[DATA IN THIS EXERCISE]:
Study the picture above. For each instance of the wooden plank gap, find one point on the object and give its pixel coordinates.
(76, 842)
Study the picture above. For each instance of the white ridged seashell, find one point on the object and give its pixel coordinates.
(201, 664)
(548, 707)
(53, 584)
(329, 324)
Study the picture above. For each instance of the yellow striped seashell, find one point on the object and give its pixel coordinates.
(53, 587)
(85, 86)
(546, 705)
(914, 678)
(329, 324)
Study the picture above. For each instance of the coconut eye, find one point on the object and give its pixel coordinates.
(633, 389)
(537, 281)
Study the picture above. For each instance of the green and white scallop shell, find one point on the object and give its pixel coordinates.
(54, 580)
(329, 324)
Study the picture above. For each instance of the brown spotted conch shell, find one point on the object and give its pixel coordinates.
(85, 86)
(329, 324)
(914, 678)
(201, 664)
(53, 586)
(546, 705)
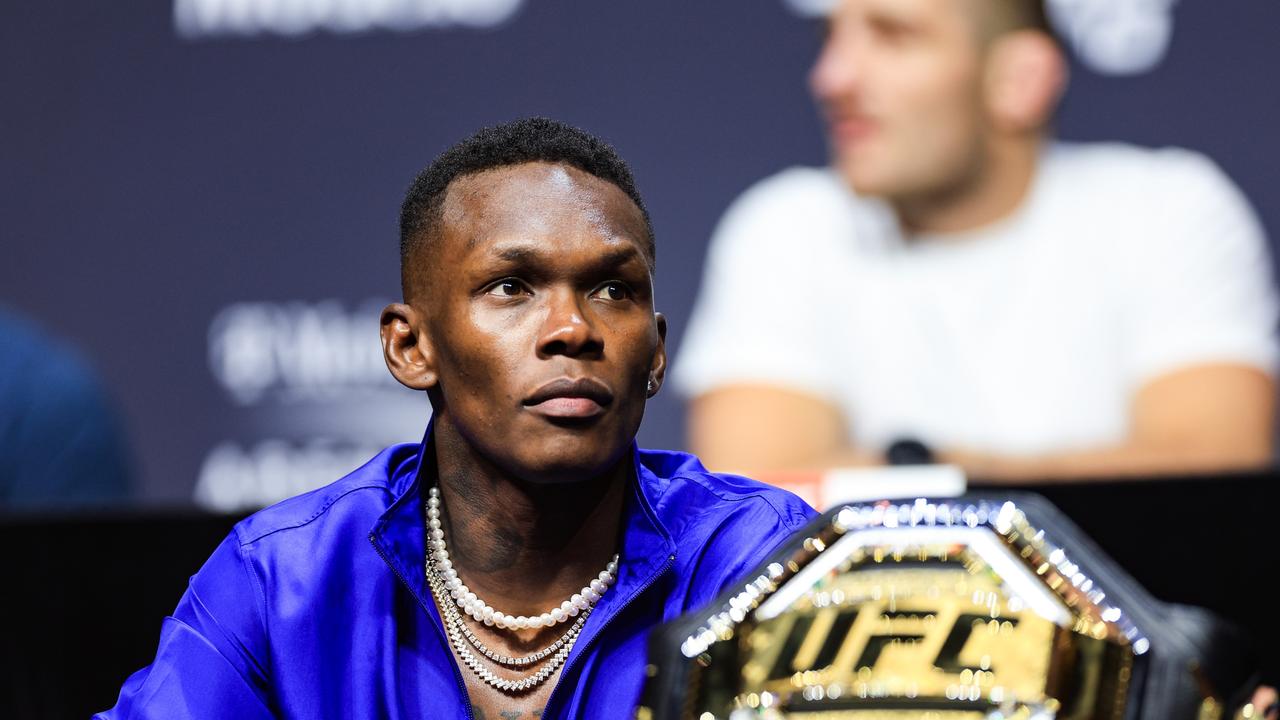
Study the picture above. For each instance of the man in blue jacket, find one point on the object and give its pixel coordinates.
(511, 565)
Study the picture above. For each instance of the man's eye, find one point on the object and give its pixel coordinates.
(612, 291)
(507, 288)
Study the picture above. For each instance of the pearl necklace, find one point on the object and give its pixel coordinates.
(479, 609)
(458, 630)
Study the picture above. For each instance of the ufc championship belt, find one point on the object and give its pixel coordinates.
(963, 609)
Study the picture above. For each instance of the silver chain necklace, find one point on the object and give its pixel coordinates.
(458, 632)
(446, 587)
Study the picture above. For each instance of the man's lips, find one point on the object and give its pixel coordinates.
(568, 397)
(848, 128)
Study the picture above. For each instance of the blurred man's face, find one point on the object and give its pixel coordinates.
(900, 86)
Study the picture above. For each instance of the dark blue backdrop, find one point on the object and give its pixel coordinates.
(213, 219)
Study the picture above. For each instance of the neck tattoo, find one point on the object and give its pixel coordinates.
(453, 595)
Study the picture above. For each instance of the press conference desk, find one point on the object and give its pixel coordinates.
(83, 596)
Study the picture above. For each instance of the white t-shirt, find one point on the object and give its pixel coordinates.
(1027, 336)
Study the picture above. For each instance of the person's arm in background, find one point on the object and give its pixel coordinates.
(1210, 418)
(1200, 333)
(1198, 320)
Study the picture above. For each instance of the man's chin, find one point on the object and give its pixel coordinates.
(863, 178)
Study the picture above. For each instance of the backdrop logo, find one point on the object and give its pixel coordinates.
(213, 18)
(1116, 36)
(296, 350)
(1109, 36)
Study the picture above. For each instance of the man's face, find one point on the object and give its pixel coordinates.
(899, 82)
(539, 308)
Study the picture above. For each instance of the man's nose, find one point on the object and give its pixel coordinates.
(837, 71)
(568, 327)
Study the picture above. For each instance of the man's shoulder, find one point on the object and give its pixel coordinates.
(1120, 164)
(689, 491)
(795, 190)
(360, 497)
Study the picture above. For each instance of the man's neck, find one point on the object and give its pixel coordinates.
(993, 191)
(525, 547)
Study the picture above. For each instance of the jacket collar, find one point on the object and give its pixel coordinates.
(647, 550)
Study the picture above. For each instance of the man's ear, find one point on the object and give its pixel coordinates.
(406, 347)
(1025, 78)
(658, 367)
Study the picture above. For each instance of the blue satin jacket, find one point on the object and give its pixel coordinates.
(319, 607)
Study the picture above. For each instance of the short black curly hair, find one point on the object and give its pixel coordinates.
(528, 140)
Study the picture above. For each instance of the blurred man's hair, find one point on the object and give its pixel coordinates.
(999, 17)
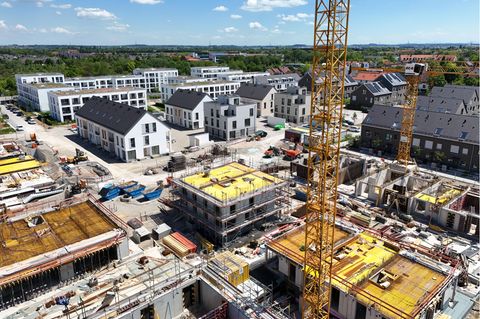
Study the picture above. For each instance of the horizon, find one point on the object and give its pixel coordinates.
(229, 23)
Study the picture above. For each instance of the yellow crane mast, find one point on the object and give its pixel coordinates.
(329, 63)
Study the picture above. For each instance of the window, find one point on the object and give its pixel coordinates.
(463, 136)
(438, 131)
(428, 145)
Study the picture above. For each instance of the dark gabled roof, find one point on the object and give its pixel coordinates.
(254, 91)
(466, 93)
(452, 126)
(115, 116)
(186, 99)
(440, 104)
(377, 88)
(394, 79)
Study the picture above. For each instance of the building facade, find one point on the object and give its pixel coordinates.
(369, 94)
(262, 95)
(212, 88)
(293, 105)
(154, 77)
(229, 118)
(448, 140)
(64, 104)
(127, 132)
(280, 82)
(186, 108)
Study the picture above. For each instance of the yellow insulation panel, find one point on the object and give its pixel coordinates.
(231, 181)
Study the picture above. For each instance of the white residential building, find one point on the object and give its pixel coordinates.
(212, 88)
(154, 77)
(281, 81)
(212, 72)
(262, 95)
(186, 108)
(245, 77)
(128, 132)
(229, 118)
(64, 104)
(34, 96)
(293, 105)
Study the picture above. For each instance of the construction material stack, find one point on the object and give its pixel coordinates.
(176, 163)
(231, 267)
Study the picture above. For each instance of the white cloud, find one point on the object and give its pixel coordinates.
(230, 29)
(95, 13)
(257, 25)
(118, 27)
(295, 17)
(269, 5)
(61, 6)
(146, 1)
(20, 27)
(220, 9)
(60, 30)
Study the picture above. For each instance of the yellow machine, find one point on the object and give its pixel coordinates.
(329, 62)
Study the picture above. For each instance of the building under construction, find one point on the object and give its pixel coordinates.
(372, 277)
(228, 201)
(42, 248)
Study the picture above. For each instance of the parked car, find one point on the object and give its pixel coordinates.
(260, 133)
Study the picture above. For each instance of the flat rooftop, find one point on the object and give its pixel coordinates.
(41, 233)
(230, 181)
(395, 285)
(98, 91)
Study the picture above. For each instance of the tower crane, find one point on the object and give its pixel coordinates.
(329, 61)
(413, 72)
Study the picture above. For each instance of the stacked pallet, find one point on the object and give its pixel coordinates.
(180, 245)
(231, 267)
(176, 163)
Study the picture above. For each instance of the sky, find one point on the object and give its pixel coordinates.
(238, 22)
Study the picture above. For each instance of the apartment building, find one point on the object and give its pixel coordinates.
(446, 139)
(212, 72)
(227, 201)
(34, 96)
(214, 88)
(230, 118)
(293, 105)
(262, 95)
(245, 77)
(395, 83)
(127, 132)
(280, 82)
(64, 104)
(369, 94)
(186, 108)
(154, 77)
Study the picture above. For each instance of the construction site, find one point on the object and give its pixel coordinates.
(293, 225)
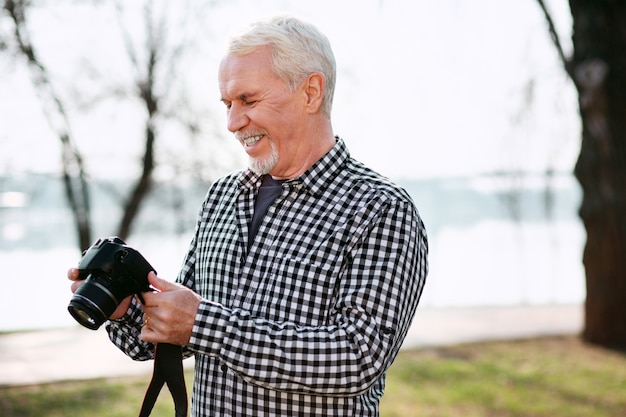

[WRITTEN EXERCISE]: Retype all the records above word for word, and leave the pictures out of your answer.

[REPLY TO THE EXERCISE]:
Study the picture above. For each instance of the wooden plank gap, find one point on the object and give its pixel coordinates.
(76, 842)
Study the picture above. For each instance of the white ridged seashell, find one point on the object and give its pixel coordinates.
(201, 664)
(548, 707)
(53, 584)
(329, 324)
Study the picture above. For each instance of the yellow striped seashell, find one point on the object and give its pixel coordinates.
(53, 587)
(85, 86)
(546, 705)
(914, 678)
(329, 324)
Study the picture above. For each instance of the coconut eye, find one point on the object and give its pixel coordinates.
(633, 389)
(537, 281)
Study the picture above. For each instance of the green and white scallop shell, find one point on the object and give its pixel coordinates.
(54, 580)
(329, 324)
Study the picture above. For each instance of the brown spotted conch shell, find one point on the object and give its pixel coordinates.
(85, 86)
(329, 324)
(914, 678)
(201, 664)
(53, 586)
(546, 705)
Study the picture above. For each instance of the man in blue jacket, find one point on the object and give its pixel coordinates.
(511, 565)
Study the picture above. For each instance of the man's eye, find one point on the object and give its pixel coordinates.
(612, 291)
(507, 288)
Study the picture above. For each instance of the pearl necklace, find one point on the object and give its pixel coordinates.
(479, 609)
(458, 630)
Study the picture above. For each instance of the ufc championship belt, find one point on the object and give its pixel coordinates.
(963, 609)
Study the picture above. For each instance of the silver chain necklace, find one point on the object and give its pixel coordinates.
(458, 632)
(446, 587)
Study the picture above. For each instance of the man's lips, find one point on the object and give its pixel coordinates.
(568, 397)
(848, 128)
Study the picture above. For each instance of the blurred man's face, find one point on the object and give its pixel coordinates.
(900, 86)
Study the picture above. For each instance of the dark blue backdrop, find one point on the object and give its pixel coordinates.
(213, 219)
Study the picture above. For each instance of the neck tattoo, find one point on the object and give its pixel coordinates.
(453, 595)
Study the picture above. For each instance of the press conference desk, find one point on the object and give its pixel coordinates.
(83, 596)
Study the picture above. For each instance of the white t-shirt, find one point on the object and give its pixel coordinates.
(1027, 336)
Study the picture above. For each instance of the person's arm in background, find one point on the object and give its pixel coordinates.
(1210, 418)
(1200, 333)
(1198, 320)
Study the picture above. For each instance of the man's chin, find one point on the object and give its pixel coordinates.
(863, 178)
Study the picture above. For each instance of the backdrop logo, find one point on the object and give its pixel coordinates.
(213, 18)
(1116, 36)
(296, 350)
(1109, 36)
Study the picture above. For each instance of the man's face, find one point on the object and give its pixel coordinates.
(899, 82)
(539, 308)
Study the picture above. For each instance of the man's nose, find one point on the object and give its pixel coordinates.
(837, 71)
(568, 327)
Study the picture above. For each instance of the man's shoulder, find one point on the object and give its pixel coordinates.
(1120, 164)
(689, 491)
(795, 190)
(360, 497)
Study the picture above. For each instance of the man's neck, find one point on the object and give its pixel coordinates.
(993, 191)
(525, 547)
Study the picture above. For each instance of the jacket collar, find one point on the object and give its pixel coordinates.
(647, 550)
Study the picture above. For each instance of the man's ear, find one point on the object and give its pixel coordinates.
(406, 347)
(1025, 78)
(658, 367)
Study the picture above. For each instance of the blue satin jacket, find one point on the object and give its pixel coordinates.
(319, 607)
Study the picture above. For each instance of the short black curly hair, find one point on the object and give its pixel coordinates.
(528, 140)
Study the picture above. For each instance of the blurred man's hair, find one point on the object and give its pixel coordinates.
(999, 17)
Study the picture above. For each instance of the horizon, find one point on the object and give its pixel coordinates.
(229, 23)
Study the picture above. For each instance of the yellow crane mast, find one point on the object and give its pixel coordinates.
(329, 63)
Study the picture above. For each instance of the window, find one point on the object and give its pixel coordinates.
(463, 136)
(438, 131)
(428, 145)
Study the picture above. For each instance of the dark gabled roof, find one point on the object and give its pixel coordinates.
(254, 91)
(466, 93)
(452, 126)
(115, 116)
(186, 99)
(440, 104)
(377, 88)
(394, 79)
Study the picture above. For each instance of the building facade, find one point on the object and give its pixel coordinates.
(369, 94)
(262, 95)
(212, 88)
(293, 105)
(154, 77)
(229, 118)
(448, 140)
(64, 104)
(127, 132)
(280, 82)
(186, 108)
Study the picture above. For each instance of the yellow insulation panel, find one point on the object and give its pixel coordinates.
(231, 181)
Study the picture above. For each instance of the white residential building, find one point on the object and give its pixel coordinates.
(212, 88)
(154, 77)
(281, 81)
(212, 72)
(262, 95)
(186, 108)
(245, 77)
(128, 132)
(229, 118)
(64, 104)
(34, 96)
(293, 105)
Study the picture above. For each instance of the construction material stack, find one point on the object and give its pixel coordinates.
(176, 163)
(231, 267)
Study the picture above. For each instance of the white cloud, find one point on the object and give its pixel coordinates.
(230, 29)
(95, 13)
(257, 25)
(118, 27)
(295, 17)
(269, 5)
(61, 6)
(146, 1)
(20, 27)
(220, 9)
(60, 30)
Study the picture above. For each instance of the yellow machine, find one point on the object and give its pixel coordinates.
(329, 62)
Study the picture above. For each instance of the building under construction, find one point on the object and give its pixel coordinates.
(372, 277)
(228, 201)
(42, 248)
Study the picture above. For each instance of the parked car, find one point on the object and give its pixel coordinates.
(260, 133)
Study the picture above. For each instance of the flat rooftop, find one point on the object and give its pixel coordinates.
(41, 233)
(230, 181)
(395, 285)
(98, 91)
Study the picture above. For each instance of the tower crane, find one point on the object and give its pixel coordinates.
(329, 61)
(413, 72)
Study the picture above. For each instance of the stacked pallet, find one point on the object and give its pixel coordinates.
(180, 245)
(231, 267)
(176, 163)
Study the picture above. For each instance of the sky, find one point on the object and give its pixel coordinates.
(238, 22)
Study the picture above. For each instance of the apartment building, find one point on the object and give its pixel coordinates.
(446, 139)
(212, 72)
(227, 201)
(34, 96)
(214, 88)
(230, 118)
(293, 105)
(262, 95)
(245, 77)
(395, 83)
(127, 132)
(280, 82)
(64, 104)
(369, 94)
(186, 108)
(154, 77)
Study the picture above. For each instance of the construction site, find one point on the object and give its pixel coordinates.
(293, 225)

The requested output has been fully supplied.